- Excerpt to read -
* * *

Middle East Federation – A New Beginning
by
Leo Gher
A Middle Eastern union of nations allied with a central government is not a new idea. There have been numerous attempts. British Foreign Minister Anthony Eden asked for Arab unity during the 1940s. King Abdullah of Jordan and Prime Minister Nuri al-Said of Iraq proposed the establishment of the League of Arab States in 1945. There were others – the United Arab Republic, the Arab Federation, and the Federation of Arab Republics – ultimately, most failed. All were led by elites, dictators or monarchs, and were designed to be against something (British, Americans, Israel) or for gobbling up something (a smaller neighbor). Some, however, were successful: the United Arab Emirates and the unification of North Yemen and South Yemen are examples. The current Arab League of 22 autocracies is a federation of sorts – a confederation – but it has failed to improve the lives of its citizens or solve the never-ending violence that haunts the region. The League’s founding documents assert all the principals of egalitarianism, but its deep-rooted aim is to maintain the status of the powers that be. “… until democracy is the mainstay of the Arab world, the League will continue to struggle with issues of legitimacy.”[1]
Unlike the EU, which is a confederation, the proposed structure for the Middle East Federation (MEF) should be a federal system. Until Arab nations agree to sacrifice some sovereignty, nothing can be achieved.[2] Fundamentally, the MEF can only arise from popular movements, like those that flourished during the Arab Spring. Once given birth, nascent alliances must have a secure place to land (the MEF).
Each new member-state emerging from the chaos would benefit from the well-designed, predetermined structure of a federal republic with elected representatives and leaders. To gain entry members would be required to sign off on the essential conditions of civil society. Initially, the prerequisites might seem difficult in the face of long-held tradition and culture, but the rewards would great. Each would enjoy the immediate financial backing of international institutions, which would steady the economy and provide jobs during a transition period. Neutral, stabilizing forces would provide security and safety for the various communities in conflict, and all would experience a quick de-escalation of deadly confrontations and the ruinous degradation of public infrastructures. In sum, all incoming members would be able to avoid the pitfalls of present-day illiberal democracies of the Middle East.

* * *

- Record excerpts -
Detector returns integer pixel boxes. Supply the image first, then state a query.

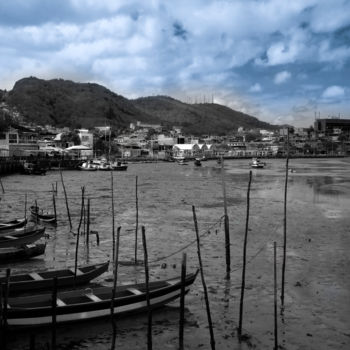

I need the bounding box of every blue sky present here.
[0,0,350,127]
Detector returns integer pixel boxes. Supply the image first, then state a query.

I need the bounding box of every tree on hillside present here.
[61,131,81,146]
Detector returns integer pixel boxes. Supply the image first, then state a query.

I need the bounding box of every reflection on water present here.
[0,159,350,349]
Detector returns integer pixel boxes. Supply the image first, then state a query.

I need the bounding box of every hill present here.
[134,96,276,135]
[2,77,276,135]
[6,77,157,128]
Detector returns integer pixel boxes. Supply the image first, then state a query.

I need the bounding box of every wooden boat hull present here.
[0,218,27,232]
[0,243,46,263]
[30,206,56,224]
[0,226,45,248]
[7,271,198,327]
[0,262,109,295]
[0,222,41,237]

* * *

- The task -
According to the Middle East Federation article, who proposed establishing the League of Arab States in 1945? Work only from the Middle East Federation article.

- Correct answer -
King Abdullah of Jordan and Prime Minister Nuri al-Said of Iraq.